How many lines in the data below contain the string "standing"? Case counts. Give only the number.
>> Start
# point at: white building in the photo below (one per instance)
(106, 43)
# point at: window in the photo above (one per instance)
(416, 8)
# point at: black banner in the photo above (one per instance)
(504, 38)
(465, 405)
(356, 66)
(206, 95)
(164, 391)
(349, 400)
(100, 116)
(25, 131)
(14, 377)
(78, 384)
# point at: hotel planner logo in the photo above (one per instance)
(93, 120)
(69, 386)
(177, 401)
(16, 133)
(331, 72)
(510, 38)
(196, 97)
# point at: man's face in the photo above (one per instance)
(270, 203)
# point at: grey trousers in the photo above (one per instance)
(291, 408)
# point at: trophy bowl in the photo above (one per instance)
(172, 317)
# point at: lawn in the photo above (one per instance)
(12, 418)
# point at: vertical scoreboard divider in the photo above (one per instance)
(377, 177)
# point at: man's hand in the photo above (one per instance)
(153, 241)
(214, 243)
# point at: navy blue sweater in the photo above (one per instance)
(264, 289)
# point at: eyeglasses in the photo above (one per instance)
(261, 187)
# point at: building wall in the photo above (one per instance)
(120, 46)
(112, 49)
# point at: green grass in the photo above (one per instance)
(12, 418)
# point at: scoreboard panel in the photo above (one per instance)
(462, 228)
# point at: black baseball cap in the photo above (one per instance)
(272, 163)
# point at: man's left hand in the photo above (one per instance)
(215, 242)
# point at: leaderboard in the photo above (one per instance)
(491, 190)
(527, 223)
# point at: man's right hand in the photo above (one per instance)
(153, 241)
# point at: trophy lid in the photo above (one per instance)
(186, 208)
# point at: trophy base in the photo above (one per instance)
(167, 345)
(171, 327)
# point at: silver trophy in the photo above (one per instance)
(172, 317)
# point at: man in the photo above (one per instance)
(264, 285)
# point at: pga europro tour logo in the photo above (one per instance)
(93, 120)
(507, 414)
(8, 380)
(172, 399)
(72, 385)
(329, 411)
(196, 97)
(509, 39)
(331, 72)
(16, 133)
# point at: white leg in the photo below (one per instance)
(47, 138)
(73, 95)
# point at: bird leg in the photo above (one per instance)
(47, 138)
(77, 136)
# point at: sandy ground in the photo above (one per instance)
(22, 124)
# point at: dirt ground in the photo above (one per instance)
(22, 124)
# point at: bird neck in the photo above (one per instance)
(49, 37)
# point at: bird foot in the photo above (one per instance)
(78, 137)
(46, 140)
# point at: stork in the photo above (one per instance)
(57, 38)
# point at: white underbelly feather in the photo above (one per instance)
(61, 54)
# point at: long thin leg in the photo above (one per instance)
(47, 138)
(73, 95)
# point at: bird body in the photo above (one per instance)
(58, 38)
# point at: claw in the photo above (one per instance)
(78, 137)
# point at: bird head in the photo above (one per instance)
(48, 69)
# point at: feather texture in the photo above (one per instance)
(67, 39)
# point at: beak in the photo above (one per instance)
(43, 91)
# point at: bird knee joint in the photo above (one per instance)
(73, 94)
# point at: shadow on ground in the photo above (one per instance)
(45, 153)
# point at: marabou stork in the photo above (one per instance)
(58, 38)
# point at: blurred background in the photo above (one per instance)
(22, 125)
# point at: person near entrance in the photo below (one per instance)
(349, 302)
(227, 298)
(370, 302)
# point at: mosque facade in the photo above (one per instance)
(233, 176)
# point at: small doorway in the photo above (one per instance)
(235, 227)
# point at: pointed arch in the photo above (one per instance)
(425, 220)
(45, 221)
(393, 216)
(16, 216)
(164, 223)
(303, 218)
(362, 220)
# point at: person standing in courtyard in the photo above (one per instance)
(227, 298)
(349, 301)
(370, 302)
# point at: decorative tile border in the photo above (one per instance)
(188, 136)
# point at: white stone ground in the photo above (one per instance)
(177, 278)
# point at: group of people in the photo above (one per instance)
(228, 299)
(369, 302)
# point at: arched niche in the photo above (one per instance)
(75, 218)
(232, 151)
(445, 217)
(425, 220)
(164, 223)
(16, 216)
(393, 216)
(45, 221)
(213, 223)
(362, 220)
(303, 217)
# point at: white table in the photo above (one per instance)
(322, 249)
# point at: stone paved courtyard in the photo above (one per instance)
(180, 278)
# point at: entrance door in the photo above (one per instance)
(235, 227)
>> End
>> Start
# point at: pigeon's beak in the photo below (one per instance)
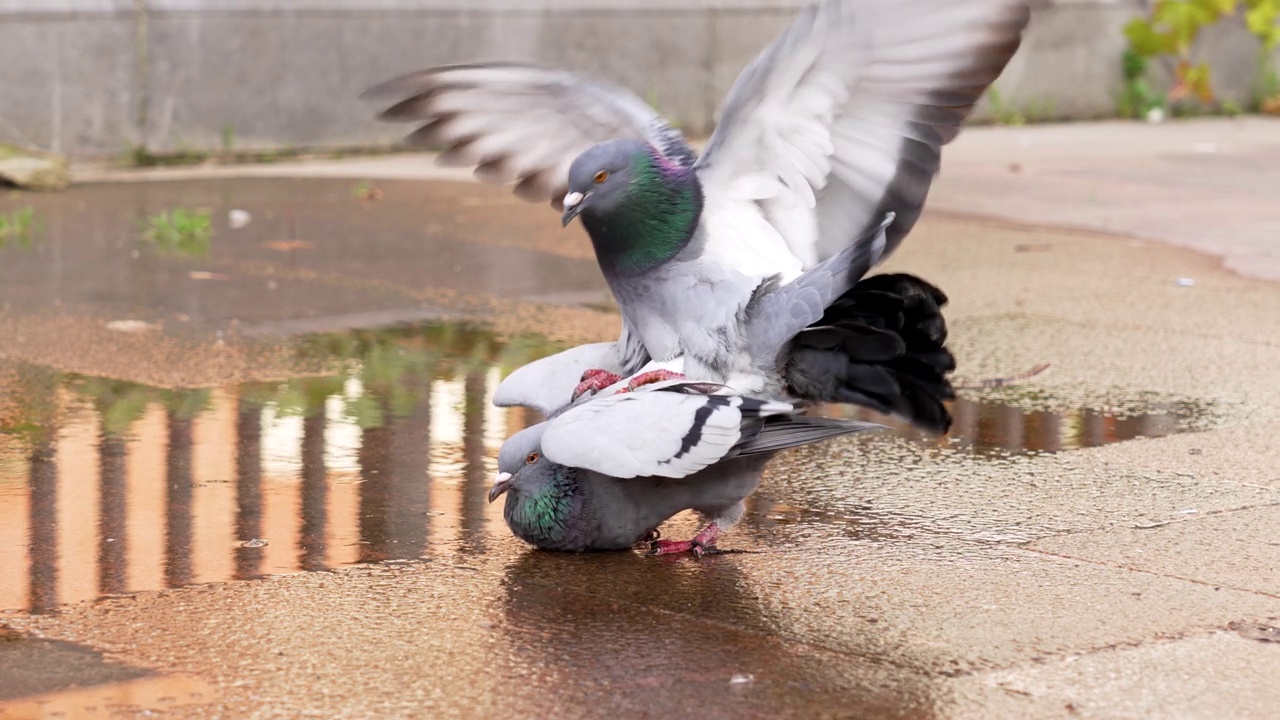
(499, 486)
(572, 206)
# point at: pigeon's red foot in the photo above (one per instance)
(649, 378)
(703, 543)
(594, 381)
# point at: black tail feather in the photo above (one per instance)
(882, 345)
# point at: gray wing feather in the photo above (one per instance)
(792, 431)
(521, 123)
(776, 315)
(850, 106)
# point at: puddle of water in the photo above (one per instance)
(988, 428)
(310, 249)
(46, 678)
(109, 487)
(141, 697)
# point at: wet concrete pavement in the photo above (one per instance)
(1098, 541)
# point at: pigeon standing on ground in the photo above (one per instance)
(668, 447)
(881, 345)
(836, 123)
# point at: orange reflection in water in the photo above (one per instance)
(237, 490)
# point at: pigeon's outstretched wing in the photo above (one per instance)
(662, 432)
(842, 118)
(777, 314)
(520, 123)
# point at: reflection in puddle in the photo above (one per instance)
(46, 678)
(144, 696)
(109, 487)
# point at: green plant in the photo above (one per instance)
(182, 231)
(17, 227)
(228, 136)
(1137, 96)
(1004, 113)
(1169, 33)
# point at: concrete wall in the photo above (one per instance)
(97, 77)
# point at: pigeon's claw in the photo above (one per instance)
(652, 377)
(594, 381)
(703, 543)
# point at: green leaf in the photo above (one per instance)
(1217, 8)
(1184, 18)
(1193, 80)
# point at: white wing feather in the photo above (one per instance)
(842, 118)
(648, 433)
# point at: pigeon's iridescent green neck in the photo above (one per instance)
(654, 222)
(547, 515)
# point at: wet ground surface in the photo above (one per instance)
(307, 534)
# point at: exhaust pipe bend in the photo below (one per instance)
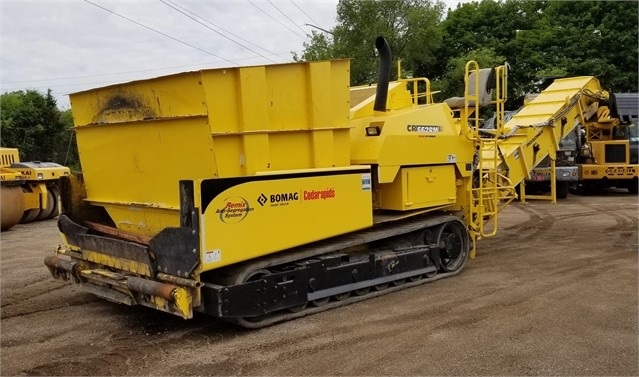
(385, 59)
>> End
_Completed task_: 2